Exercise goal: Which lines in the listing below contain the word "black"? Copy out each of those lines.

BEGIN

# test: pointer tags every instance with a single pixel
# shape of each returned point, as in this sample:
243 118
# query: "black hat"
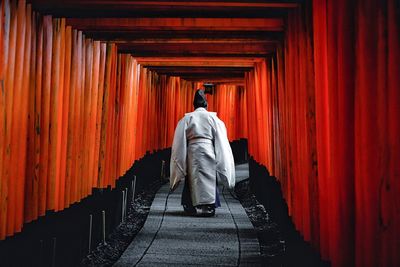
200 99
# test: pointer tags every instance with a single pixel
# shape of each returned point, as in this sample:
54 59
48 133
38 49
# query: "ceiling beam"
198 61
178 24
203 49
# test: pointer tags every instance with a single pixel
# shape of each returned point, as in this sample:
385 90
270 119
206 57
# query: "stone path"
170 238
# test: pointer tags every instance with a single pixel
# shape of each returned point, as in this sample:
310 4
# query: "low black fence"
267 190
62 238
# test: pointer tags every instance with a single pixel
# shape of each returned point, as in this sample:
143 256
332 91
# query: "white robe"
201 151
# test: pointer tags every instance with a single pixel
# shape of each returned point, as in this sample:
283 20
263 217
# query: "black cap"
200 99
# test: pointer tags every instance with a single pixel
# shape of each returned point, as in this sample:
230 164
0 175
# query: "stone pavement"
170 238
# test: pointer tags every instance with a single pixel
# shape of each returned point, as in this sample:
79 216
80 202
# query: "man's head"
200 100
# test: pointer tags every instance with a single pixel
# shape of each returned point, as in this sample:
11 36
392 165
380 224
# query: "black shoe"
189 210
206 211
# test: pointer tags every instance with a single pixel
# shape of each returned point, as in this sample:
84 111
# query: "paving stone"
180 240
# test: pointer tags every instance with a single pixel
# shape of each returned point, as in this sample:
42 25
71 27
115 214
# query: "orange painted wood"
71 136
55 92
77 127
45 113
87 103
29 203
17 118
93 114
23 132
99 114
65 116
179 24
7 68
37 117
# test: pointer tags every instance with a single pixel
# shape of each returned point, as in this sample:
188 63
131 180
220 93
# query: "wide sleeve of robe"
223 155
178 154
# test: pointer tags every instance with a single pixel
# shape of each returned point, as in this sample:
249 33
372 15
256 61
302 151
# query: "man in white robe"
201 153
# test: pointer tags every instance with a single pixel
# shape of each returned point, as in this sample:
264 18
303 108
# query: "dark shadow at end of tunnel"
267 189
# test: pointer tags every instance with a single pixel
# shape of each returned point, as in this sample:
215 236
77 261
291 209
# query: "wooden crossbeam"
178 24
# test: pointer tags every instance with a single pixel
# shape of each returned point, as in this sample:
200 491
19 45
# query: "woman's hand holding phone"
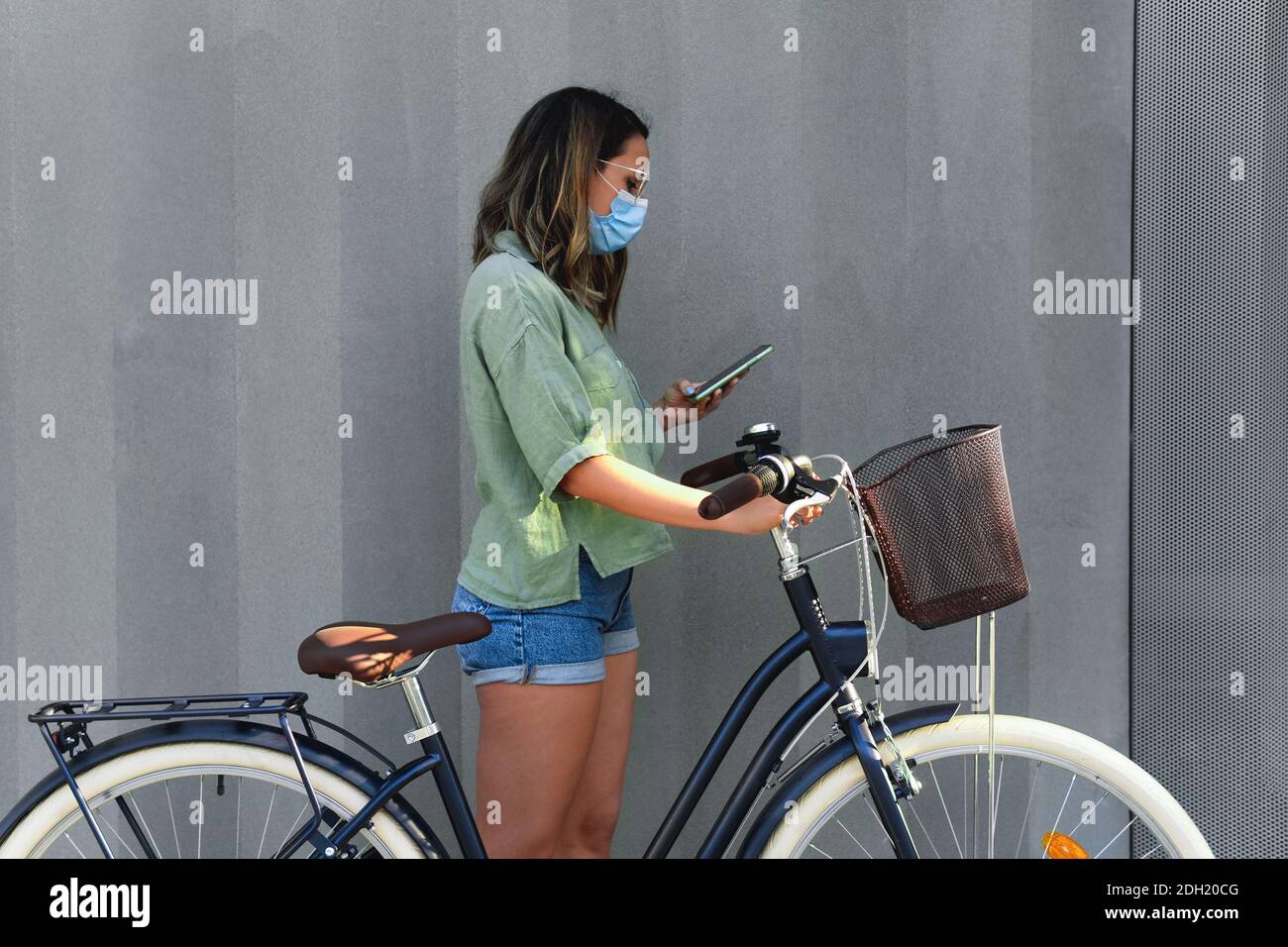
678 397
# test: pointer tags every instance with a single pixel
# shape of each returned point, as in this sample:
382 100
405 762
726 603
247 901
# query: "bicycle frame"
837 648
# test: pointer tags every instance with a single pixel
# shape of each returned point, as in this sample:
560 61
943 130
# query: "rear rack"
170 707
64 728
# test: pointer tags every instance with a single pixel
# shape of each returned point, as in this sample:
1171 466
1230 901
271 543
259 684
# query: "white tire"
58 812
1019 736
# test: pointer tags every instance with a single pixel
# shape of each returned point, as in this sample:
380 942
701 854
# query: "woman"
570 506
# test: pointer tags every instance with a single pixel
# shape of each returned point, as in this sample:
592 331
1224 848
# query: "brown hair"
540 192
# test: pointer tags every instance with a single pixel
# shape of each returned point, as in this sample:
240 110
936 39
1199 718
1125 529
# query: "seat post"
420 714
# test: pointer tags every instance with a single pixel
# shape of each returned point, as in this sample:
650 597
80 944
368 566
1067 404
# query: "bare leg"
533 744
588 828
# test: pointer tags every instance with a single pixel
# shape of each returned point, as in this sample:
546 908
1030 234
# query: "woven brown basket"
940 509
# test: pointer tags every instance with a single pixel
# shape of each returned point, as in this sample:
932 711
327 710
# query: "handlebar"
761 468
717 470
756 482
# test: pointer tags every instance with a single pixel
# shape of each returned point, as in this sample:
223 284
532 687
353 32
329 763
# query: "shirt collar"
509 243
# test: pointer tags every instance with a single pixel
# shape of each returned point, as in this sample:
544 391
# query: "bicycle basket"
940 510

END
BEGIN

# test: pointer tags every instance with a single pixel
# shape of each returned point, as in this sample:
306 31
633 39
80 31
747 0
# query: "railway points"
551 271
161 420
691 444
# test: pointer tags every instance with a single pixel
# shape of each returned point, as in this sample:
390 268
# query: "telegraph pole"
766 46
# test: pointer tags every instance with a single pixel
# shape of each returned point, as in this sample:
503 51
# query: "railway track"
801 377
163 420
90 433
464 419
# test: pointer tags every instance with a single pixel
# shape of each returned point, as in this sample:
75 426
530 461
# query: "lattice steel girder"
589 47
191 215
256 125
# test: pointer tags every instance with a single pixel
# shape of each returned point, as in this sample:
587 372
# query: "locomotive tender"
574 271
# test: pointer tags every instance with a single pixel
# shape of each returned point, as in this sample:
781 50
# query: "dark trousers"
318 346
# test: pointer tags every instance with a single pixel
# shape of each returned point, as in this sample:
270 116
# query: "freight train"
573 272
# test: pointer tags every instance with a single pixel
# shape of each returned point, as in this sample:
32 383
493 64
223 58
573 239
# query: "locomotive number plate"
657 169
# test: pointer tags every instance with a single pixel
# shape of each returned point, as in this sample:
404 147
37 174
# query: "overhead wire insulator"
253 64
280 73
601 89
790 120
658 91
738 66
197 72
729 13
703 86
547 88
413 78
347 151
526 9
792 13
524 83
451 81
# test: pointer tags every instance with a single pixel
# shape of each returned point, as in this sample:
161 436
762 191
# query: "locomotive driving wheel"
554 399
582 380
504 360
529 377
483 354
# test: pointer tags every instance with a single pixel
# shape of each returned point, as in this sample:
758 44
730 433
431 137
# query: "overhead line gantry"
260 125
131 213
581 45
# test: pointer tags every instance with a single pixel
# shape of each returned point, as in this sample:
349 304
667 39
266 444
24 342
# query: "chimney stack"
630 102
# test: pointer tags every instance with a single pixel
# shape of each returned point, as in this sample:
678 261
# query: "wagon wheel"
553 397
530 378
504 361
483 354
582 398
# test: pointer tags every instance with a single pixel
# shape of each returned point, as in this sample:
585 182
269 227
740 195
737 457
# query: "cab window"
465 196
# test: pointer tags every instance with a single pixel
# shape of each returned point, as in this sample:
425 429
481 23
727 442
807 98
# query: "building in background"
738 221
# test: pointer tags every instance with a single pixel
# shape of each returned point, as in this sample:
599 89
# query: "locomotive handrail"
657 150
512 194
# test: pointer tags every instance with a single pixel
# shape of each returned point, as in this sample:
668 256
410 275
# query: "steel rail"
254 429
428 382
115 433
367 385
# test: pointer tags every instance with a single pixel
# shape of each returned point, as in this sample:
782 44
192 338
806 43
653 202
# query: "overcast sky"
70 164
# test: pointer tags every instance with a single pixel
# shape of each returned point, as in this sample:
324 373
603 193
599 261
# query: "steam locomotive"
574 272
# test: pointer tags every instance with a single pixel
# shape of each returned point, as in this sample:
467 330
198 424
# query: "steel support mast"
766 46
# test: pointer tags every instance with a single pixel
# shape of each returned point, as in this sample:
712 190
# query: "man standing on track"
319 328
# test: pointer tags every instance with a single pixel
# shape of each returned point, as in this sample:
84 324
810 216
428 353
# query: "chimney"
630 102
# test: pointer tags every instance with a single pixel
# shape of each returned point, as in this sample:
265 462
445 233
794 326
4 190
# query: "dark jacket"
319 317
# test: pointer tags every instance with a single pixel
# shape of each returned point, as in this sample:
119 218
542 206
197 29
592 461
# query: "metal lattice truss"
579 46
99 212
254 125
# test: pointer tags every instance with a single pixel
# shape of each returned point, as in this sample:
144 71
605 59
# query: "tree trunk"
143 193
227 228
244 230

END

Exercise result:
# query: "black hat"
# query: "low black fence"
# query: "black cap"
# query: "black shoe"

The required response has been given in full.